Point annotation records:
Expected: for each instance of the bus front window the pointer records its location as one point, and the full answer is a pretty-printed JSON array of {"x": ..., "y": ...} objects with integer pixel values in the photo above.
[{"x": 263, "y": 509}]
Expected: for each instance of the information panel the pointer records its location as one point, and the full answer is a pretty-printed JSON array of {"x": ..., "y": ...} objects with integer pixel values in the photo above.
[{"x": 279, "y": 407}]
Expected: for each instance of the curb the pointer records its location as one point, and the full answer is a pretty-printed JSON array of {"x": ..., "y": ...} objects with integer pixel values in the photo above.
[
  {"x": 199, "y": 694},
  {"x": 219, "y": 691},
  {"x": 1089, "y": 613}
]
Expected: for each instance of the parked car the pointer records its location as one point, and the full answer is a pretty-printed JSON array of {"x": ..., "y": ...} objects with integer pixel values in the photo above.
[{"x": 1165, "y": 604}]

# Problem description
Lay out every line of the items above as a Markdown table with the columns "Row" and "Line", numbering the rows and skipping any blank lines.

# Result of the task
| Row | Line |
|---|---|
| 1 | Expected: for each instance of the bus front window the pointer records its location as one point, and the full answer is a pretty-printed JSON array of {"x": ..., "y": ...} objects with integer pixel values in the photo above. |
| 2 | [{"x": 263, "y": 509}] |
| 3 | Expected: for each instance of the information panel the pointer records its location as one point, and the full answer is a pretty-printed JSON array of {"x": ..., "y": ...} objects with integer pixel values in the photo above. |
| 4 | [{"x": 279, "y": 407}] |
| 5 | Expected: for each instance of the curb the pointer records its location as one point, and the full answer is a pretty-printed JSON array of {"x": ..., "y": ...} objects with integer pixel values in the photo above. |
| 6 | [ |
| 7 |   {"x": 199, "y": 694}, |
| 8 |   {"x": 219, "y": 691}, |
| 9 |   {"x": 1089, "y": 613} |
| 10 | ] |
| 11 | Expected: for each instance of the parked car the pointer records its location as one point, and the full answer is a pretty-printed JSON array of {"x": ..., "y": ...} objects with integer pixel values in the photo above. |
| 12 | [{"x": 1165, "y": 604}] |